◆ Stored records
[start]

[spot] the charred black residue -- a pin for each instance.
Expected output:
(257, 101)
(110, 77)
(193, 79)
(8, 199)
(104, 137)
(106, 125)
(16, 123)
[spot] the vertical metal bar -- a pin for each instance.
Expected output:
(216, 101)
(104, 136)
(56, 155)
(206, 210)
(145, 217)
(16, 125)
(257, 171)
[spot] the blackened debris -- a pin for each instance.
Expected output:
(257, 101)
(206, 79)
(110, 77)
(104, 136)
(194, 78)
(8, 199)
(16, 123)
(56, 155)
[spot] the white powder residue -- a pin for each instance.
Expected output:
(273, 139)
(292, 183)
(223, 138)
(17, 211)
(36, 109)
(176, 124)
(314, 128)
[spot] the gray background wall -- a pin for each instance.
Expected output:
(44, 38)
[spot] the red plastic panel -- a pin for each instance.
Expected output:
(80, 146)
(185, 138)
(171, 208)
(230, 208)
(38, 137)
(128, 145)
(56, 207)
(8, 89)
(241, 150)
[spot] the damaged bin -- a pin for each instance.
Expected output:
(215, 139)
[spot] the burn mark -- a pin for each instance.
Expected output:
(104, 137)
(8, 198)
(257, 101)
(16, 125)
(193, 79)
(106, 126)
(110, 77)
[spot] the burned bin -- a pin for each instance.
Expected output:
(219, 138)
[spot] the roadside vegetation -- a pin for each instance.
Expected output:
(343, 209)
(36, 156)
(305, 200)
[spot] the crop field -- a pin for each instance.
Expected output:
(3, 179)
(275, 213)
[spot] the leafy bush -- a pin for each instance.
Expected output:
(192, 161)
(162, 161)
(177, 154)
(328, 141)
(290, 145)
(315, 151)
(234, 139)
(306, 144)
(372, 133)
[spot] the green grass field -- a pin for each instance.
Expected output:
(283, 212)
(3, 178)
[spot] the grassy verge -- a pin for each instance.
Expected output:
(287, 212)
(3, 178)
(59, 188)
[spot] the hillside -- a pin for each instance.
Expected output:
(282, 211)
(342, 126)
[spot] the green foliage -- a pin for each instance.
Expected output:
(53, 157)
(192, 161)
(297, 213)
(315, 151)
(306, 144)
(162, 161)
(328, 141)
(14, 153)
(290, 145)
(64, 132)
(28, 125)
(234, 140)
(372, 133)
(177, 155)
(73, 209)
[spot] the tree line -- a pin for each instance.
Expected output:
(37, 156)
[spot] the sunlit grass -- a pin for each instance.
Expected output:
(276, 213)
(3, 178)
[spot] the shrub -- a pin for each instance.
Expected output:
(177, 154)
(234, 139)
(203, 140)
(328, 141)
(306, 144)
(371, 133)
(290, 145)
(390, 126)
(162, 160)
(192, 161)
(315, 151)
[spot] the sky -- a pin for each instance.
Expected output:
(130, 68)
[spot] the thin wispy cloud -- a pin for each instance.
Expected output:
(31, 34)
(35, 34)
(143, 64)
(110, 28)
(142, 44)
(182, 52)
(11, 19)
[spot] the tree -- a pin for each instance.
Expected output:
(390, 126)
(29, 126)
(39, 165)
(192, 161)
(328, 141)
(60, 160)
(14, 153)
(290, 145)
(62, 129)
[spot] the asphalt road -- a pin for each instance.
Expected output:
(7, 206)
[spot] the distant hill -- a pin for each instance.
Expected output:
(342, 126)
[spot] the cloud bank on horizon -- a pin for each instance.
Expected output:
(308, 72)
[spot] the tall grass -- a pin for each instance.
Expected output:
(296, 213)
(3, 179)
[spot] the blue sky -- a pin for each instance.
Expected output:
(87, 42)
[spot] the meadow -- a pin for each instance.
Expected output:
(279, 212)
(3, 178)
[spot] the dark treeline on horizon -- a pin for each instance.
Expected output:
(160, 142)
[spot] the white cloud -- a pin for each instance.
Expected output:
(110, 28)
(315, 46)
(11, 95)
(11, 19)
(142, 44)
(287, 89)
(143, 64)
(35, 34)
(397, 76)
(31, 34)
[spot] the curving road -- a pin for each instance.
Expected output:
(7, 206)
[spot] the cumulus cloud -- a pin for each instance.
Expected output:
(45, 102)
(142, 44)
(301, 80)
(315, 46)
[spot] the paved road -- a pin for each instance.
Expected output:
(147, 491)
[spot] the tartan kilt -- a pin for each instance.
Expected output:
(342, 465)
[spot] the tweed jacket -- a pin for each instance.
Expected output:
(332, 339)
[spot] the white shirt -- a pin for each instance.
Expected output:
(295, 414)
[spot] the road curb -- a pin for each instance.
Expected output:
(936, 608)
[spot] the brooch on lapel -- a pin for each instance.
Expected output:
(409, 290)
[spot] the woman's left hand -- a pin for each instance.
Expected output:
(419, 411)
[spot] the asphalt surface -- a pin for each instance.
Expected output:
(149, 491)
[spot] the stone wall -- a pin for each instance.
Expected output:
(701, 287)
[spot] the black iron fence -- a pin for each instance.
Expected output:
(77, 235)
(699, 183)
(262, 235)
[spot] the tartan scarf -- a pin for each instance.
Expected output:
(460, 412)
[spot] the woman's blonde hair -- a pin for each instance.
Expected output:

[end]

◆ What is required
Convert the whole listing above into a JSON list of strings, one string per line, with blank lines left out.

◆ Solution
[
  "[spot] the charred black residue -- a pin for each instance.",
  "Expected output:",
  "(257, 101)",
  "(110, 77)",
  "(193, 79)",
  "(8, 199)",
  "(104, 137)",
  "(106, 125)",
  "(16, 123)",
  "[spot] the vertical metal bar -- a pin for each instance.",
  "Expected output:",
  "(216, 101)",
  "(104, 136)",
  "(56, 155)",
  "(206, 210)",
  "(145, 217)",
  "(16, 125)",
  "(257, 171)",
  "[spot] the blackened debris -- a pin for each instance.",
  "Expected output:",
  "(257, 101)",
  "(206, 79)",
  "(110, 77)",
  "(104, 136)",
  "(194, 78)",
  "(8, 199)",
  "(16, 123)",
  "(56, 155)",
  "[spot] the white powder residue -- a pin for each instance.",
  "Expected output:",
  "(273, 139)",
  "(292, 183)",
  "(223, 138)",
  "(17, 211)",
  "(36, 109)",
  "(176, 124)",
  "(314, 128)",
  "[spot] the gray background wall -- a pin for each instance.",
  "Expected output:",
  "(44, 38)",
  "[spot] the red plastic panel -- a pin for each instance.",
  "Expected output:",
  "(80, 146)",
  "(185, 138)",
  "(171, 208)",
  "(230, 208)",
  "(38, 137)",
  "(128, 145)",
  "(56, 207)",
  "(8, 89)",
  "(241, 150)",
  "[spot] the damaged bin -- a pin for each instance.",
  "Expected output:",
  "(215, 139)",
  "[spot] the burn mark -- a pin for each instance.",
  "Expected output:",
  "(104, 137)",
  "(8, 198)",
  "(257, 101)",
  "(16, 125)",
  "(193, 79)",
  "(106, 126)",
  "(110, 77)",
  "[spot] the burned bin -- a pin for each instance.",
  "Expected output:",
  "(219, 138)",
  "[spot] the roadside vegetation -- a pin for each instance.",
  "Expected output:",
  "(343, 209)",
  "(36, 156)",
  "(305, 200)",
  "[spot] the crop field -- a pin for each instance.",
  "Expected output:",
  "(3, 179)",
  "(275, 213)",
  "[spot] the leafy bush -- a pin for each instance.",
  "Expected output:",
  "(192, 161)",
  "(162, 161)",
  "(177, 154)",
  "(328, 141)",
  "(290, 145)",
  "(315, 151)",
  "(234, 139)",
  "(306, 144)",
  "(372, 133)",
  "[spot] the green grass field -- a pin for each instance.",
  "Expected output:",
  "(283, 212)",
  "(3, 178)",
  "[spot] the grassy verge -- a pin for each instance.",
  "Expected output:",
  "(287, 212)",
  "(3, 178)",
  "(59, 188)",
  "[spot] the hillside -- a pin for each instance.",
  "Expected output:",
  "(282, 211)",
  "(342, 126)",
  "[spot] the green foliage -- a pin for each instance.",
  "Expected output:",
  "(53, 157)",
  "(192, 161)",
  "(297, 213)",
  "(315, 151)",
  "(306, 144)",
  "(162, 161)",
  "(328, 141)",
  "(14, 153)",
  "(290, 145)",
  "(64, 132)",
  "(28, 125)",
  "(234, 140)",
  "(372, 133)",
  "(177, 155)",
  "(73, 209)",
  "[spot] the tree line -- a pin for each instance.",
  "Expected output:",
  "(37, 156)",
  "[spot] the sunlit grass -- a pin for each instance.",
  "Expected output:",
  "(276, 213)",
  "(3, 178)",
  "[spot] the shrub -- a pin for each instance.",
  "Expected output:",
  "(177, 154)",
  "(234, 139)",
  "(203, 140)",
  "(328, 141)",
  "(306, 144)",
  "(371, 133)",
  "(290, 145)",
  "(390, 126)",
  "(162, 160)",
  "(192, 161)",
  "(315, 151)",
  "[spot] the sky -- a pin for each instance.",
  "Expected output:",
  "(130, 68)",
  "[spot] the thin wispy cloud -- a pin for each instance.",
  "Expected output:",
  "(31, 34)",
  "(35, 34)",
  "(143, 64)",
  "(110, 28)",
  "(142, 44)",
  "(182, 52)",
  "(11, 19)",
  "[spot] the tree -- a pin for each instance.",
  "Expected output:",
  "(390, 126)",
  "(29, 126)",
  "(39, 165)",
  "(192, 161)",
  "(328, 141)",
  "(60, 160)",
  "(14, 153)",
  "(290, 145)",
  "(62, 129)",
  "[spot] the asphalt road -- a pin for each instance.",
  "Expected output:",
  "(7, 206)",
  "[spot] the distant hill -- a pin for each instance.",
  "Expected output:",
  "(342, 126)",
  "[spot] the cloud bank on horizon -- a pin for each instance.",
  "Expected output:",
  "(308, 72)",
  "[spot] the tall grass -- a pin for each instance.",
  "Expected output:",
  "(296, 213)",
  "(3, 179)",
  "[spot] the blue sky -- a pin for each instance.",
  "Expected output:",
  "(87, 42)",
  "[spot] the meadow -- a pin for each instance.",
  "Expected output:",
  "(279, 212)",
  "(3, 178)",
  "[spot] the dark treeline on horizon -- a pin for each instance.",
  "Expected output:",
  "(160, 142)",
  "[spot] the white cloud -- a pin for each instance.",
  "Expected output:",
  "(110, 28)",
  "(315, 46)",
  "(11, 95)",
  "(11, 19)",
  "(142, 44)",
  "(287, 89)",
  "(143, 64)",
  "(35, 34)",
  "(397, 76)",
  "(31, 34)",
  "[spot] the curving road -- a pin for each instance.",
  "Expected output:",
  "(7, 206)",
  "[spot] the cumulus cloud -- a pin for each instance.",
  "Expected output:",
  "(45, 102)",
  "(142, 44)",
  "(301, 80)",
  "(315, 46)",
  "[spot] the paved road -- a pin for each instance.",
  "Expected output:",
  "(147, 491)",
  "[spot] the tartan kilt -- a pin for each instance.",
  "Expected output:",
  "(342, 465)",
  "[spot] the tweed jacket -- a pin for each instance.",
  "Expected output:",
  "(332, 339)",
  "[spot] the white shirt -- a pin for each instance.",
  "Expected output:",
  "(295, 414)",
  "[spot] the road curb -- a pin for each instance.",
  "Expected output:",
  "(936, 608)",
  "[spot] the brooch on lapel -- a pin for each instance.",
  "Expected output:",
  "(409, 290)",
  "[spot] the woman's left hand -- a pin for each instance.",
  "Expected output:",
  "(419, 411)",
  "[spot] the asphalt surface -- a pin for each instance.",
  "Expected output:",
  "(149, 491)",
  "[spot] the stone wall -- a pin for each instance.",
  "Expected output:",
  "(701, 287)",
  "[spot] the black iron fence -- a pin for each instance.",
  "Expected output:",
  "(77, 235)",
  "(699, 183)",
  "(262, 235)",
  "[spot] the tartan scarf -- a pin for each instance.",
  "Expected output:",
  "(460, 412)",
  "[spot] the woman's blonde hair -- a pin for each instance.",
  "Expected output:"
]